> WHAT NEEDS TO BE DONE
Reproduce the part of the distributed inference text below between "Figures 3 and" and "using 4x nodes.", inclusive.

··· EXTRACT

Home > Servers > Rack and Tower Servers > Intel > White Papers > Driving GenAI Advancements: Dell PowerEdge R760 with the Latest 5th Gen Intel® Xeon® Scalable Processors > Distributed inference meeting under 100ms market latency requirements
Figure 2 shows the next-token latency for the Llama2 7B model with batch size scaling on the X-axis and Latency for Next token (ms) on the Y-axis. The bars represent the respective input token lengths of 256, 1024, and 2048 respectively. As can be seen, for the LLAMA2-7B parameter model, the next token latency is well within the 100ms requirement on a single node for batch size/input token size up to 16/1024. The smaller model size of 7B parameter ensures we can fit processing using a single node.
Figures 3 and 4 show the batch size scaling on the X-axis with Latency for Next token (ms) on the Y-axis for models LLAMA-2 13B parameters and Falcon-40B parameters. Here, we show the latency data as we scale from 1 to 4 nodes. Once again, the bars represent the respective input token lengths of 256, 1024, and 2048 respectively.
As can be seen, for the LLAMA2-13B parameter model, the next token latency is well within the 100ms requirement on a single node for batch size/input token size up to 8/1024. However, scaling to 4 nodes ensures we can also scale to BS16/2048 Input tokens to be well within the target of 100ms. This shows that depending on the use-case and if a chatbot needs to, a service request of 16 concurrent users for LLAMA2-13B parameter model can achieve that using 4x nodes.
Note: Additional optimizations at the compute, memory bandwidth, and network communication are in progress to ensure the scaling efficiency for multi-node gets to near-linear scaling.
Given the model size of Falcon-40B, starting with a single node and even scaling to two nodes does not help meet the next-token latency requirements. In this scenario, using 4 nodes is an ideal choice to begin with. One can meet the latency targets up to batch size 4, 1024 input tokens with Falcon-40B.
Note: Additional optimizations at the compute, memory bandwidth, and network communication are in progress to ensure the scaling efficiency for multi-node gets to near-linear scaling.

······
··· STUDY MATERIAL

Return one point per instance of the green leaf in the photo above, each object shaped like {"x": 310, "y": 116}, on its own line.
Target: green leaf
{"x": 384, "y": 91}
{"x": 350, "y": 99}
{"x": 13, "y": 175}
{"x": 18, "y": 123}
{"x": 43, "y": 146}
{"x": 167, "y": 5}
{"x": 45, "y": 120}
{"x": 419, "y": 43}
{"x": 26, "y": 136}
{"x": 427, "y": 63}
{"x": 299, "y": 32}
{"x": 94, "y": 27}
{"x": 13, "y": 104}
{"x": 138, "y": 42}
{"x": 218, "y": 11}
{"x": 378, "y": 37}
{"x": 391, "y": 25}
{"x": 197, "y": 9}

······

> ANSWER FOR THE TASK
Figures 3 and 4 show the batch size scaling on the X-axis with Latency for Next token (ms) on the Y-axis for models LLAMA-2 13B parameters and Falcon-40B parameters. Here, we show the latency data as we scale from 1 to 4 nodes. Once again, the bars represent the respective input token lengths of 256, 1024, and 2048 respectively.
As can be seen, for the LLAMA2-13B parameter model, the next token latency is well within the 100ms requirement on a single node for batch size/input token size up to 8/1024. However, scaling to 4 nodes ensures we can also scale to BS16/2048 Input tokens to be well within the target of 100ms. This shows that depending on the use-case and if a chatbot needs to, a service request of 16 concurrent users for LLAMA2-13B parameter model can achieve that using 4x nodes.